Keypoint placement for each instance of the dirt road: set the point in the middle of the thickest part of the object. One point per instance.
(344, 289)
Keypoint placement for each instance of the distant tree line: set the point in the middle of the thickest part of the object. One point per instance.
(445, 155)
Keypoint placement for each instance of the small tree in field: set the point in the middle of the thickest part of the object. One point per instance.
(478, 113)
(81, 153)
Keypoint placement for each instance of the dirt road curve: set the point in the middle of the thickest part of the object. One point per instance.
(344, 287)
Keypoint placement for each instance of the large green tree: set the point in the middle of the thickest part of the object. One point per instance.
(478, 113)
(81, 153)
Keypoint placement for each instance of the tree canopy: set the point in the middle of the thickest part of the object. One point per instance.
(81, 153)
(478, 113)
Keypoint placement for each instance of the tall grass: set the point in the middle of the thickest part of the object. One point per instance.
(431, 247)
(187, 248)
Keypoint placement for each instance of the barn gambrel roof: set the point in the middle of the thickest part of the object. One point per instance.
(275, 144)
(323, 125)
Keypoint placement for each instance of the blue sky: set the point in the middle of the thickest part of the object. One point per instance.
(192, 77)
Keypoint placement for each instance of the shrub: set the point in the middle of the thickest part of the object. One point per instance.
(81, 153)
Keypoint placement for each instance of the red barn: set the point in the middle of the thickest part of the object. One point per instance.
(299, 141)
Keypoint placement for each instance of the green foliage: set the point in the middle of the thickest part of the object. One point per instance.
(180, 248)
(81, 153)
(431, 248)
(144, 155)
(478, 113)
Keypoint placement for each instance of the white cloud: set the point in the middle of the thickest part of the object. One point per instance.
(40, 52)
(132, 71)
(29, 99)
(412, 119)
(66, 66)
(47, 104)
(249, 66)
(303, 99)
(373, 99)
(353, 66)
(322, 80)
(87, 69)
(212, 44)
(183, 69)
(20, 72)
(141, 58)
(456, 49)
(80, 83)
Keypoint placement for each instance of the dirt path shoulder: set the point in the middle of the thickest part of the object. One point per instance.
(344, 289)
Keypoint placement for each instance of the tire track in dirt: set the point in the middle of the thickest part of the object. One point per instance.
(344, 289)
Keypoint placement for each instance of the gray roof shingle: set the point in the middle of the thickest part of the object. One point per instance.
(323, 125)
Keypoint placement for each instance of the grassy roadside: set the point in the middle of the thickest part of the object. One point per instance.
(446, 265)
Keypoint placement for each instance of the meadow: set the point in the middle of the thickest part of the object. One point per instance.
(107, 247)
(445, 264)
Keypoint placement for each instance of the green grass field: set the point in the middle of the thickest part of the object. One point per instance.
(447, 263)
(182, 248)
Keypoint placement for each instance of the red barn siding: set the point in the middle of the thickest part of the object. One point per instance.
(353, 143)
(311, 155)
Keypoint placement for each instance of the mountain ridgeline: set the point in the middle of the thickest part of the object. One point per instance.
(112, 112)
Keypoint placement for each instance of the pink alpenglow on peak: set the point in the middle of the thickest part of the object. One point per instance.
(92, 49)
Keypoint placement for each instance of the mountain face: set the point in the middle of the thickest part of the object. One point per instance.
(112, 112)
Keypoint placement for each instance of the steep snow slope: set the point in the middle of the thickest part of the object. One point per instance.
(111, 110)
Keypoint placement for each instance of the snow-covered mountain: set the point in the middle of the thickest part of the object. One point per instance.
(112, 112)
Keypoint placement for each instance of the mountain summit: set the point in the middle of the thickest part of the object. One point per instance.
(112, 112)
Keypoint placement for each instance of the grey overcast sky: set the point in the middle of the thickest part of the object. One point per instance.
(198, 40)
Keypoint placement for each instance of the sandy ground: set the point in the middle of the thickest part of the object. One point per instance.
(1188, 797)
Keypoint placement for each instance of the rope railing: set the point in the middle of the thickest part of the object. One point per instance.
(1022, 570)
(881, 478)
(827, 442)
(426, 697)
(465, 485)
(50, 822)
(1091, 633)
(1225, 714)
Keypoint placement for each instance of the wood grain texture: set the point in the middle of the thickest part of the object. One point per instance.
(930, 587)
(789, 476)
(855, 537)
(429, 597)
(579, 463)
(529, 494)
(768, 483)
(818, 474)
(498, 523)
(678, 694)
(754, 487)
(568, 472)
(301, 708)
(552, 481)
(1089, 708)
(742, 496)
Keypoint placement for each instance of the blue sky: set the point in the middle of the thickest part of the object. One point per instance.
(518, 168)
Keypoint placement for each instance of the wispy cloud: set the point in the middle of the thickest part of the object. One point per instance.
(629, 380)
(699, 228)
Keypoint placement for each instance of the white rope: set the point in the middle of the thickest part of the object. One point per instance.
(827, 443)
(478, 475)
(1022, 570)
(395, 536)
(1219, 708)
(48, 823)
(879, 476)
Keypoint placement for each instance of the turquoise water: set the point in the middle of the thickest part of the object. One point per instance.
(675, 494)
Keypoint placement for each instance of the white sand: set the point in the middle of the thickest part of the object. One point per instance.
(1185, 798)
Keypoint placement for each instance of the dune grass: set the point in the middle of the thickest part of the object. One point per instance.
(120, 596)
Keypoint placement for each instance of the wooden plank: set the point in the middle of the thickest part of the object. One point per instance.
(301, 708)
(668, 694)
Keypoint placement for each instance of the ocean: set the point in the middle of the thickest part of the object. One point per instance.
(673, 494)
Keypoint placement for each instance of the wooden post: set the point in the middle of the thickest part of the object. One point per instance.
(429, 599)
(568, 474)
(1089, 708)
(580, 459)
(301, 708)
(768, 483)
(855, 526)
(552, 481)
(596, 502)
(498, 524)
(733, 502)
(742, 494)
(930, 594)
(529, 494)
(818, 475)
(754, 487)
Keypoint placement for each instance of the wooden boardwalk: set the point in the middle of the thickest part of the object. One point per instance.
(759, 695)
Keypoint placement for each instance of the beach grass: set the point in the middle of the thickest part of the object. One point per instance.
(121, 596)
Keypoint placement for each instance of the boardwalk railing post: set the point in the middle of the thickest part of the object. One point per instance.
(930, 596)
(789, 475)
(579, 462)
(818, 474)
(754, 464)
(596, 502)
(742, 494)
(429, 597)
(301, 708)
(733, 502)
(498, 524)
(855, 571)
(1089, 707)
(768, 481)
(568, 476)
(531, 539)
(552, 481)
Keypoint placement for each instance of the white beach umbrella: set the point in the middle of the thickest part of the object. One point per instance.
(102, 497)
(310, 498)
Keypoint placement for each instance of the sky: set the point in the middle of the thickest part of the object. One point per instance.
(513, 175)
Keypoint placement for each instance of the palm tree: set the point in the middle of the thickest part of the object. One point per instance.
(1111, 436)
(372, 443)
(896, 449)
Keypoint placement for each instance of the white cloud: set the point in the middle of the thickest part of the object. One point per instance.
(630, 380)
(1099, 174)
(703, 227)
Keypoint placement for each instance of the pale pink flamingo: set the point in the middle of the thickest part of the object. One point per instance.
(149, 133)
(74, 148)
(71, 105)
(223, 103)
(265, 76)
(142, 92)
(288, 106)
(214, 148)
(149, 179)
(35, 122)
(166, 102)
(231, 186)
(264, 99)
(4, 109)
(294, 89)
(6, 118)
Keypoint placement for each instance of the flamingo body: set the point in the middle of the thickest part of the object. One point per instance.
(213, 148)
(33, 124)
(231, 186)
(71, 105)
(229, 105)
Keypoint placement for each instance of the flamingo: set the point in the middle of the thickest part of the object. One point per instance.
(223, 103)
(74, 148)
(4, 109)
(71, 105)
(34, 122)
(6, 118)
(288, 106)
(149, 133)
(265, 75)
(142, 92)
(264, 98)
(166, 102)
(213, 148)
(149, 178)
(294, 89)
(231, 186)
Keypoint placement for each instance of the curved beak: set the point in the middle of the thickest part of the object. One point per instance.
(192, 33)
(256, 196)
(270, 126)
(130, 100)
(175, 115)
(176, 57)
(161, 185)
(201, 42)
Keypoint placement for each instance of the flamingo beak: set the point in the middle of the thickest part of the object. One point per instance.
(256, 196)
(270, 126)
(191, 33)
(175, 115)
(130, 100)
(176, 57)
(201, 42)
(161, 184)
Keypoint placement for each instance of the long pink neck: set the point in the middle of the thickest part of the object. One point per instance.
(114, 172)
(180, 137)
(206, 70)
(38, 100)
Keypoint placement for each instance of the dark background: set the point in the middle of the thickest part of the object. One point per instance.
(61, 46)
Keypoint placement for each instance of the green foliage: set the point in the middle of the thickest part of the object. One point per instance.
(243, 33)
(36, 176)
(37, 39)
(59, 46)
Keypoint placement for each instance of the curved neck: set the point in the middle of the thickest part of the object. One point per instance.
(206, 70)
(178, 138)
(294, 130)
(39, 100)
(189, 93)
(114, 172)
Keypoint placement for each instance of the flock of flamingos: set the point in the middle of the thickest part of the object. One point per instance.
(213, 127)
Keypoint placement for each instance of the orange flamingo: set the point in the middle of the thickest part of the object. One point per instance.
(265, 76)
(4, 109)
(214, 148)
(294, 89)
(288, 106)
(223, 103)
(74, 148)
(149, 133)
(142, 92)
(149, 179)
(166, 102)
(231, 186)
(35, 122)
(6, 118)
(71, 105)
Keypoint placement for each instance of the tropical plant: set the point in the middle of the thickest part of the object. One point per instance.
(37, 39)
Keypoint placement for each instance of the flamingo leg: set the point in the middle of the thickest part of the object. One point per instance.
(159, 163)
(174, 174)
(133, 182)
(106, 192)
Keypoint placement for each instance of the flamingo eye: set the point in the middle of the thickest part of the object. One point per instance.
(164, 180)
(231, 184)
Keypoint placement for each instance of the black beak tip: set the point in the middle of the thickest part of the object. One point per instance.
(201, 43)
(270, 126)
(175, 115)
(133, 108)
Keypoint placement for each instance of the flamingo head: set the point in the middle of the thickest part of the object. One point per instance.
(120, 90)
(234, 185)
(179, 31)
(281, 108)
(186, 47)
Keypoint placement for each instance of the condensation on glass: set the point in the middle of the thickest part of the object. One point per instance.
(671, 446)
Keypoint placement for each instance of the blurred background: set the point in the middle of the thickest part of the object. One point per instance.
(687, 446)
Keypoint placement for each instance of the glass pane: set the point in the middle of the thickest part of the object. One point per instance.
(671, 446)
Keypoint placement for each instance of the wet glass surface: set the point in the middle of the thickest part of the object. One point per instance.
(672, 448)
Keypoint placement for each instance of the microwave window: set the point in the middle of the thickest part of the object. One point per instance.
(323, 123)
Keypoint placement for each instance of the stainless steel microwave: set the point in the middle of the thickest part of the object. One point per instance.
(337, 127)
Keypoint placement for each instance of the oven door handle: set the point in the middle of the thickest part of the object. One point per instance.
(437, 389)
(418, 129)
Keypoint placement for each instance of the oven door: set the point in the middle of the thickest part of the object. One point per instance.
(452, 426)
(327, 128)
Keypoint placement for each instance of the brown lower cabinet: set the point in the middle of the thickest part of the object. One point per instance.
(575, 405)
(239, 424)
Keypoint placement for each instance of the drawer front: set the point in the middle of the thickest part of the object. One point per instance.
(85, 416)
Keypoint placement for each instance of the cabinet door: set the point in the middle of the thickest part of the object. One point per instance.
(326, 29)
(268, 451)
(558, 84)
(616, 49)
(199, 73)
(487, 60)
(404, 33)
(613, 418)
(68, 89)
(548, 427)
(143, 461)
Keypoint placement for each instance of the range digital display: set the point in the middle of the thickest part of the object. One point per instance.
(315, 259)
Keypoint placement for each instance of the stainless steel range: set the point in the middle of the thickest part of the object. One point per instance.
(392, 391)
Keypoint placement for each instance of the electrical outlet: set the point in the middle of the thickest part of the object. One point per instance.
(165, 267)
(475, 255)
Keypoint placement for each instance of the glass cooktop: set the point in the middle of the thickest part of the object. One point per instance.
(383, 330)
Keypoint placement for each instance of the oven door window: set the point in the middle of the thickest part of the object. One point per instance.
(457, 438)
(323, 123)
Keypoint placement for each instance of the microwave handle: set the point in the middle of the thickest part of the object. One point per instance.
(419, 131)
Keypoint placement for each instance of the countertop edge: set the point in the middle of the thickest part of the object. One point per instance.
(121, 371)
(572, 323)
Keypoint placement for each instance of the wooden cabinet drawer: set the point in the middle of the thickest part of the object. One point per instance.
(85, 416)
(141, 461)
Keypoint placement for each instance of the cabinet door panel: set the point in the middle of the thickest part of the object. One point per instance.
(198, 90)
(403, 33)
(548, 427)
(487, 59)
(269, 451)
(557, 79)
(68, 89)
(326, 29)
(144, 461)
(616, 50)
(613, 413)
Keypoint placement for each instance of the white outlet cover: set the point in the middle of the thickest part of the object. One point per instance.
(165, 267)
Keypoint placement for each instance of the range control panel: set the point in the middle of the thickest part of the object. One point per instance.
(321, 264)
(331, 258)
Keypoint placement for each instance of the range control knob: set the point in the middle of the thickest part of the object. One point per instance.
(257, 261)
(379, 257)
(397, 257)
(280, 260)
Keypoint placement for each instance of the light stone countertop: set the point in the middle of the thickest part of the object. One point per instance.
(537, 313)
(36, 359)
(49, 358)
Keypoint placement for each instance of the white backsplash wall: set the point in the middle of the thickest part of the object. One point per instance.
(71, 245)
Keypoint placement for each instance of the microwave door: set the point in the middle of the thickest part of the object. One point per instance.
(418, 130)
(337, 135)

## OBJECTIVE
Rename "microwave door" to "oven door" in the stretch from the line containing "Keypoint placement for each instance of the light" through the end of the records, and write out those lines again with nothing else changed.

## OUTPUT OF THE EXERCISE
Keypoint placement for each instance of the light stone countertop: set the point in the middle of the thickest part of the object. One point per instance.
(537, 313)
(36, 359)
(49, 358)
Keypoint placement for each instance of the white backsplash wall: set the point in the middle of the thickest part of the object. One point per instance.
(71, 245)
Keypoint placement for each instance of the oven door: set the point in the middle of the thickest part of the object. One point per instance.
(418, 130)
(337, 135)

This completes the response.